DATA LISTING >>
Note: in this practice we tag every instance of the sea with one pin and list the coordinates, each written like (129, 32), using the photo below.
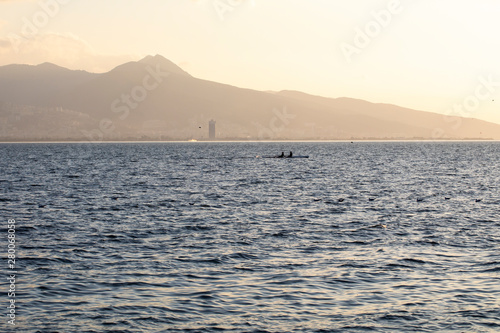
(211, 237)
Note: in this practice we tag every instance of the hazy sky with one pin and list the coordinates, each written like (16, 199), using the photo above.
(435, 55)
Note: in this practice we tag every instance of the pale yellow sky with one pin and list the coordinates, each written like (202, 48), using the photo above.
(435, 55)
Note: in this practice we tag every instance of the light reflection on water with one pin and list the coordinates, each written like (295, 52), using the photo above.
(204, 237)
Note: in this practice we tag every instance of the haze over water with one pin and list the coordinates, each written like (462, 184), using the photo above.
(204, 237)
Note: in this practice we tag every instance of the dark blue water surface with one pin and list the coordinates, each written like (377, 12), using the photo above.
(204, 237)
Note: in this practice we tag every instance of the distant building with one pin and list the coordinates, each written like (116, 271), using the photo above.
(211, 129)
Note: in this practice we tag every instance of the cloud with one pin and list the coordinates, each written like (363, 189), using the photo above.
(65, 50)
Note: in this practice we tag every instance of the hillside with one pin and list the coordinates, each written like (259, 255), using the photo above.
(155, 99)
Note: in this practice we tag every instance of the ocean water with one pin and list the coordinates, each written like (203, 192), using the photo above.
(205, 237)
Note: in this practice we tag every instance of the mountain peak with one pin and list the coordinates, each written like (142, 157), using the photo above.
(164, 63)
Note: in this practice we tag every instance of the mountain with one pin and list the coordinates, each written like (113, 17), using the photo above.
(155, 99)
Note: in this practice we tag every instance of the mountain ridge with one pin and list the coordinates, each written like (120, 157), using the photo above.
(156, 99)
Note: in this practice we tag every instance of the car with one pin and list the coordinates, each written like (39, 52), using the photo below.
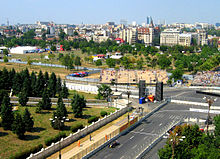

TASK STATEMENT >> Reprint all the data above verbatim, excluding pictures.

ANSWER TO THIS EXERCISE >>
Note: in this practice we tag every instance of the sea with one pin and list the coordinates, each written like (129, 32), using the photo below.
(211, 237)
Note: in this practice we tag every instance of the hazy sky with one pin and list the coordinates, each written like (16, 199), using the photo above.
(435, 55)
Note: in this practice we tag every instance of the pale yellow sky with one pin and list the coordinates, each written like (202, 48), using the photo above.
(435, 55)
Note: in this practice we tag every instance of the light reflection on water with one pin and list the coordinates, each written like (295, 52), using the photo above.
(204, 237)
Note: in this practice we tag every instance of the haze over water with one pin and list the coordinates, each written like (462, 184), using the photo above.
(204, 237)
Note: in this practice we tag every instance of the dark blue water surface with one pin and list the coordinates, each written like (377, 12), using the photo above.
(204, 237)
Note: in this practice we tag every instance of the distant building with one pin and list the coordinates, each written like (116, 271), using the photo above.
(211, 129)
Note: in this practice we tag every instance of the cloud with one pin and list the coordinates, each written like (363, 189), using the photo above.
(65, 50)
Note: in this practice we tag every instance of the hillside with one pin and list the coordinates, each written like (259, 255), using the photo above.
(155, 99)
Note: in this practice we tag every instance of the ocean water with one pin and list the coordinates, each written like (203, 192), using the photo above.
(205, 237)
Note: in this practice we tag every instance of the mountain peak with one pin and list the coordinates, each written like (142, 157), using the photo above.
(164, 63)
Note: in this practice we tag every instance of the mountain with one pin and list the coordinates, each written like (113, 17), using the photo above.
(155, 99)
Note: in this practice we tag every instance of the mountain ridge with one pin and list the coordinates, each written like (120, 157), using the photo above.
(156, 99)
Note: in this practice we tag every instance of the car with one pin and list the coordinates, each written like (39, 52), using the photo below.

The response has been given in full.